Quoted passage:
▬▬▬▬▬▬

1. Uniformed Guard and Checking Team
2. Intelligence Team
3. Crisis Response Team (CRT)
4. Observation & Assessment Team
5. K-9 Unit

===Area of responsibility===

Airport Armed Police performs the responsibility of securing the airport independently. According to the directions from Ministry of Civil Aviation and Tourism and Bangladesh Police Headquarters. Some of the services provided by the organization are as follows
1. Ensuring the overall security: Ensuring overall security of the airport by preventing any type of subversive acts, illegal trespass of unwanted and unauthorized persons, preventing luggage pilferage/theft and protecting passengers from any sort of harassment at the airport.
2. Freeing illegal parking area: Before deployment of AAP, the car parking area in front of arrival terminal 1 and 2 were being used as a source of illegal income where middlemen could park their cars illegally. AAP in a special drive freed the occupied car parking which enhanced the beauty of the airport as well as reduced the chance of the middlemen to harass passengers and visitors.
3. Reduction of luggage theft: AAP first started working on the aim at reducing pilferage and theft of valuable luggage of the valued passengers which was a common phenomenon at that time. Subsequently, AAP has succeeded in reducing the pilferage and theft to a minimum, thanks to the sincerest duty performed by AAP members around the belt areas. Almost all the Airlines operating in the airport are experiencing the pleasant result of it. Airport armed Police significantly managed to minimize passenger harassment by unscrupulous agents like middlemen, hawkers, beggars, street archins etc. Regular drives are being operated to find out these disturbing people and stern actions are being taken against them.
4. Coordination: Coordination with other agencies working at the airport regarding any subversive activities, prevention of militancy or any other security related threats.

▬▬▬▬▬▬

Provided data:
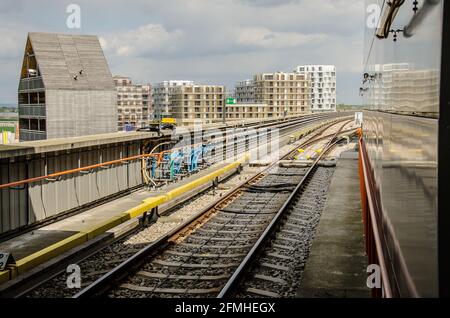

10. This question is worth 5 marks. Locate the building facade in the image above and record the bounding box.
[169,84,225,125]
[152,80,194,119]
[226,103,274,121]
[253,72,311,117]
[235,79,255,104]
[114,76,153,131]
[18,33,117,141]
[295,65,336,112]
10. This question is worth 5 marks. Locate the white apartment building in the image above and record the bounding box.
[235,79,255,104]
[169,84,225,125]
[113,76,153,131]
[294,65,336,112]
[253,72,311,117]
[152,80,194,119]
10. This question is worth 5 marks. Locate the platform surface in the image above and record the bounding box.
[297,151,371,298]
[0,163,232,260]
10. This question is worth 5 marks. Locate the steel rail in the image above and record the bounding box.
[217,123,347,298]
[73,121,349,298]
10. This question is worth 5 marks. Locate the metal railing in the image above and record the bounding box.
[19,104,46,117]
[19,76,44,91]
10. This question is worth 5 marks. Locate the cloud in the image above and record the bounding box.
[237,27,326,50]
[100,24,183,57]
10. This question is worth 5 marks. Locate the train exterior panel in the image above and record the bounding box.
[360,0,449,297]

▬▬▬▬▬▬

Directive 1: In the Airport Armed Police passage, how did freeing the car parking area help the airport? Answer in one to three sentences.
Directive 2:
Decide whether each statement agrees with the Airport Armed Police passage. Answer yes or no for each, and quote the words from the passage that decide it.
(a) The force secures the airport jointly with other police units.
(b) Luggage theft was common when AAP began its work.
(c) Only a few airlines at the airport have seen the results of the reduced theft.
Directive 3: According to the Airport Armed Police passage, whose directions does the force follow in securing the airport?
The listing has nothing to do with the text.

Finished answer 1: Before AAP was deployed, middlemen parked their cars illegally in the area in front of arrival terminals 1 and 2 and used it as a source of illegal income. Freeing the area made the airport more attractive and reduced the middlemen's chances to harass passengers and visitors.

Finished answer 2:
(a) No: "Airport Armed Police performs the responsibility of securing the airport independently."
(b) Yes: "which was a common phenomenon at that time"
(c) No: "Almost all the Airlines operating in the airport are experiencing the pleasant result of it."

Finished answer 3: The Ministry of Civil Aviation and Tourism and Bangladesh Police Headquarters.